WHAT THE EXERCISE ASKS:
Restate the records that follow word for word. Omit the images.

Collected data entries:
════════════════

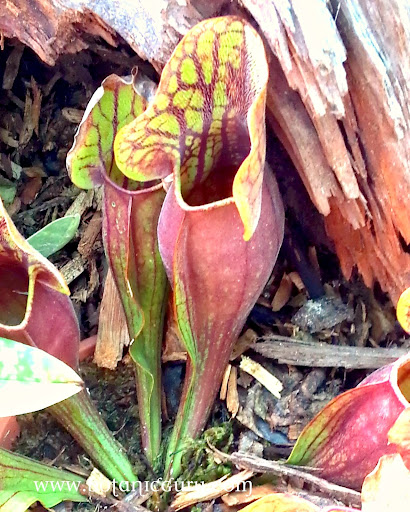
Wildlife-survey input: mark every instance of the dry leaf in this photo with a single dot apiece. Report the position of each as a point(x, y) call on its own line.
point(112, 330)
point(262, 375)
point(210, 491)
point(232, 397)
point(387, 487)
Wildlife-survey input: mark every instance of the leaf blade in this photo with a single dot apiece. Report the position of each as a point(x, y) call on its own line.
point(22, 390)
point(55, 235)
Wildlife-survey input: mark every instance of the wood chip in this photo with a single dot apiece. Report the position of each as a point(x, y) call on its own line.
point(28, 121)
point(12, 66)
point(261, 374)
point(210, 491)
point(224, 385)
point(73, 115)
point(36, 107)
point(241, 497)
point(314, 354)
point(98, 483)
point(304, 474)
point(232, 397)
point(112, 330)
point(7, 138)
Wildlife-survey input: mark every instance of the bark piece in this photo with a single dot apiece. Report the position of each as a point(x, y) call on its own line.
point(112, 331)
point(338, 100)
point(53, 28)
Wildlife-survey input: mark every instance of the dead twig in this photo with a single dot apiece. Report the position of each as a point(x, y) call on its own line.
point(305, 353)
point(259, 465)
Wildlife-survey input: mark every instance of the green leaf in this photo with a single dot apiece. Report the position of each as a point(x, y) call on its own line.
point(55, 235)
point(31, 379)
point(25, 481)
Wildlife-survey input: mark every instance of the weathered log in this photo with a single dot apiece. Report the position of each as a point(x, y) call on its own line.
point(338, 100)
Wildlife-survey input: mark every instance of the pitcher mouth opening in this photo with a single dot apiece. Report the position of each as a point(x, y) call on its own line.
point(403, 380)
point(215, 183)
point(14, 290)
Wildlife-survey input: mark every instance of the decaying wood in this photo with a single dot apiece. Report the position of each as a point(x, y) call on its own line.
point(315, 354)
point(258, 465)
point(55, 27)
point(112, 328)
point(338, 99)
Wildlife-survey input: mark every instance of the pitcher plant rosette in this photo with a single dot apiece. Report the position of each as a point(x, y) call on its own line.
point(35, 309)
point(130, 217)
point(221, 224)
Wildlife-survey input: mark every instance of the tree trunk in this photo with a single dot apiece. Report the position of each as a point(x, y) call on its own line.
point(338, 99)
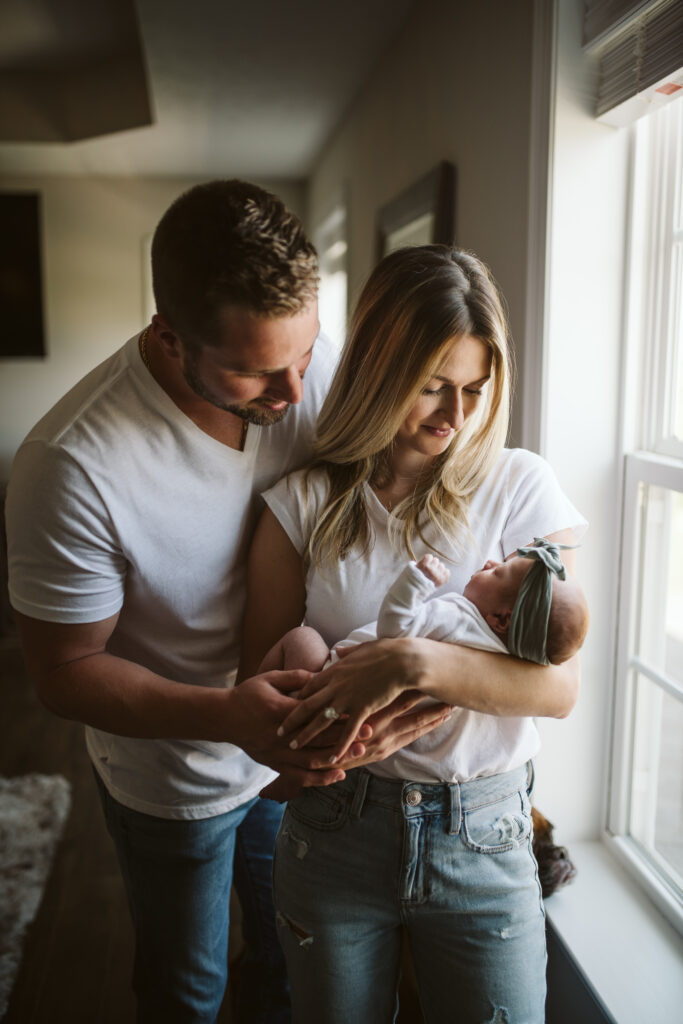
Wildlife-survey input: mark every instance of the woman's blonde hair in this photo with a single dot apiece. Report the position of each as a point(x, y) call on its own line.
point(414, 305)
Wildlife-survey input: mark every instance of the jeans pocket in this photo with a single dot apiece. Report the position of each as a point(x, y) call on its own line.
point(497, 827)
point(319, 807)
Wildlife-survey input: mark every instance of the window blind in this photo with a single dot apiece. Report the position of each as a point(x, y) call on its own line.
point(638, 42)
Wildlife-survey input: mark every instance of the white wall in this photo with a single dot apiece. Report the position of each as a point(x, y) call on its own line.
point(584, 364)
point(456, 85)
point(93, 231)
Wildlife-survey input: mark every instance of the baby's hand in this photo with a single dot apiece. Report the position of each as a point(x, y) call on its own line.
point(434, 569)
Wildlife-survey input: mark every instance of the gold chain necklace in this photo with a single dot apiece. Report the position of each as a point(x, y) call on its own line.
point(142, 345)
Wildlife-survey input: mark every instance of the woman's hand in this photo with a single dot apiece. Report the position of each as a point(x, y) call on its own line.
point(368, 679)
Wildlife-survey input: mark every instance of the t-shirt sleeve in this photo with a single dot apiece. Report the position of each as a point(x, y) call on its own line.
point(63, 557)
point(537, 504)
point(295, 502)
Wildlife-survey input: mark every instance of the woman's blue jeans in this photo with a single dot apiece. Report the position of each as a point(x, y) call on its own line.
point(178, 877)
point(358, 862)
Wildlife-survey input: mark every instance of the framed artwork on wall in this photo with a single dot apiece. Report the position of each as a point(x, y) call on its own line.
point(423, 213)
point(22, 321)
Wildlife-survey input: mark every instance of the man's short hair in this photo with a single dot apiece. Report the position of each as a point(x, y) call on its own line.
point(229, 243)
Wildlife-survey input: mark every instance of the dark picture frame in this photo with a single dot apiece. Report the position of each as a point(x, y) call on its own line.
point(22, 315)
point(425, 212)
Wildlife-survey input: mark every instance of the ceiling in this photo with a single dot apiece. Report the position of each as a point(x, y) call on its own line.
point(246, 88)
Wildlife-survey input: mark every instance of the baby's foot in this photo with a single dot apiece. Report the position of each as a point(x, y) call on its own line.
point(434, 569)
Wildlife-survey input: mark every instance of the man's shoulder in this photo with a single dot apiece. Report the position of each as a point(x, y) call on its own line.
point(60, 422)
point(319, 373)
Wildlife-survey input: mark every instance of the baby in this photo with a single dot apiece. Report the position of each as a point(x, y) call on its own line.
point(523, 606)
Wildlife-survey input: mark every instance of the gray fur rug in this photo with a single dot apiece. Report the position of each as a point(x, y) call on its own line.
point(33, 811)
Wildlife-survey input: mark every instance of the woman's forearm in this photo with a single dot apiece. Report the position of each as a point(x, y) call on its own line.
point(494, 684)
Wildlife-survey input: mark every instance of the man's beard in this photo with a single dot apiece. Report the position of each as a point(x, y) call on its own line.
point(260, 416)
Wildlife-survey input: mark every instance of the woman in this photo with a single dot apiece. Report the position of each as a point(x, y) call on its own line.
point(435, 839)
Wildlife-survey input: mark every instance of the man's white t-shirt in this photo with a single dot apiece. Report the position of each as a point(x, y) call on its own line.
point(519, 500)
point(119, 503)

════════════════

OUTPUT OF THE TASK:
Wildlife-survey input: mark every instance of the dry leaf in this photo with a single dot apiece. Report the position of each as a point(x, y) call on its own line.
point(112, 330)
point(262, 375)
point(210, 491)
point(232, 397)
point(387, 487)
Wildlife-survey input: mark every instance of the leaf blade in this photo with a single dot apiece. Report the position of each as a point(x, y) call on its own line.
point(22, 390)
point(55, 235)
Wildlife-survey input: mark every instance of the wood chip in this photo with a single dot apiece. Report the position of each as a point(x, y) call on its own line.
point(28, 121)
point(12, 66)
point(261, 374)
point(210, 491)
point(224, 385)
point(73, 115)
point(36, 107)
point(241, 497)
point(314, 354)
point(98, 483)
point(304, 474)
point(232, 397)
point(112, 330)
point(7, 138)
Wildlife-survey input: mark every instance of the bark piece in this photo with a single dot apiece. Report the position of each as a point(x, y) call on its own line.
point(112, 331)
point(338, 100)
point(53, 28)
Wildlife-survey input: mark every instance of the dead twig in this photo with a single dot apiece. Report the position of each as a point(x, y) call on its own line.
point(305, 353)
point(259, 465)
Wildlife-survey input: mark every instance of the green leaf in this photo with a single dot apiece. Report the position of each as a point(x, y) call on its own line.
point(55, 235)
point(31, 379)
point(25, 481)
Wildlife-survey input: mark every instance of the weathered log in this photo with a single dot apiece. Report the position of each as a point(x, y) call on its own line.
point(338, 100)
Wildlife-survey input: mark every instance of the pitcher mouth opening in this photo with a single dot apiece. Report the position of each as a point(x, y) call on its own line.
point(403, 380)
point(215, 183)
point(14, 290)
Wildlife-survey input: mark every instance of the decaying wood in this photo with a single dot apiece. Report the position of each as a point(x, y) call on its own line.
point(315, 354)
point(258, 465)
point(55, 27)
point(112, 328)
point(338, 99)
Wildlife-survey input: mark every instance of the pitcher plant rosette in this photo with a single dot apiece. Report the position of each as a point(x, y) call on its own line.
point(35, 309)
point(130, 217)
point(221, 224)
Wildlife-survey input: mark every instance of the tree trunk in this photo with a single dot apiece. Report the position of each as a point(x, y) call on its own line.
point(338, 99)
Wildlife-survey input: mark every instance of the woman's blonde hair in this photo with a single dot apiece. Report the position of each as a point(x, y) call on its own line.
point(414, 305)
Wildlife-survey input: mark every instance of the jeans pocket in this photo with a single dot apiece. Report the position of each as a point(x, y) call on its own line.
point(497, 827)
point(319, 807)
Wildlife-survey input: mark every instance of the window blind in this photo with a single dot apiece. Report the position of each as a point(x, y) call on its own line.
point(638, 42)
Wildlife-survey input: mark every instance of the white wall in this photo with a single dot apiece. Report the position of each as a point(x, y) call on its own line.
point(584, 364)
point(456, 85)
point(93, 231)
Wildlife-survey input: mark every instance of the baby's hand in this photo with a single dot apiece. Report the position of each as a point(x, y) call on its own line.
point(434, 569)
Wildlife-survey input: mark every instance of the gold chain necklace in this photo with a single dot apiece. Report the position of each as a point(x, y) call on its own line.
point(142, 345)
Wildlife-survey input: mark every instance of the woman's hand in this photo with a single dot apiece. Report the position of each as a point(x, y) call on its own line.
point(368, 679)
Wildlife-survey input: mark every instance of the t-shirt sleeve in this photo with a single dot apiece. Report the position of each as a point(x, y) call on its own line.
point(63, 557)
point(537, 504)
point(295, 502)
Wildlife-survey input: mark every instance of the woman's blue jeans in this photo with a single dot apiece. Report the position of each as a point(x, y) call on its own line.
point(178, 877)
point(358, 862)
Wildlife-survey input: mark every instance of the framed artwork on wall in this photo with a single dot apiece. Report the position of each as a point(x, y) call on its own line.
point(423, 213)
point(22, 321)
Wildlife-survey input: mark every instance of the man's short hair in this photo with a single dot apiece. Report the position of each as a point(x, y) call on its own line.
point(229, 243)
Wildlife-survey input: mark every instance of the dark picture frame in this photo with a single dot apiece. Report the position of each as a point(x, y) call on its own line.
point(22, 315)
point(425, 212)
Wildlife-survey input: mark every instance of the ceiling in this photo with a single dot apiece. Report the position of each as a point(x, y) call on its own line.
point(246, 88)
Wildlife-survey input: mark every instance of the baby's foot in this photo with a single dot apiece. Report the position of each as a point(x, y) call on its own line.
point(434, 569)
Wildlife-survey input: mark every instance of the man's shoulder in this photo with a single dot apiece. Report the position of each as a point(x, y) call on its own line.
point(60, 422)
point(319, 373)
Wildlife-survey input: mark every instance of the baby in this photo with a single dot apiece. Report the position of each as a point(x, y) call on its own line.
point(523, 606)
Wildlife-survey input: mark every instance of the gray fur rug in this photo with a single dot apiece. Report the position of each as a point(x, y) call on its own line.
point(33, 811)
Wildlife-survey input: mark every instance of the woman's forearm in this photo with a single dot apiece. Report the position of each as a point(x, y) call on its own line.
point(494, 684)
Wildlife-survey input: mark every instance of the man's beard in this photo with a single dot apiece. Report the position of each as a point(x, y) call on its own line.
point(260, 416)
Wildlife-survey input: mark every instance of the woman in this photo with a single dot apiece. Report the position of each as a point(x, y) call on its own line.
point(435, 839)
Wildlife-survey input: mark every instance of the man's white t-shirt in this photo with a single dot apiece. Report the position of each as a point(x, y) call on its own line.
point(519, 500)
point(119, 503)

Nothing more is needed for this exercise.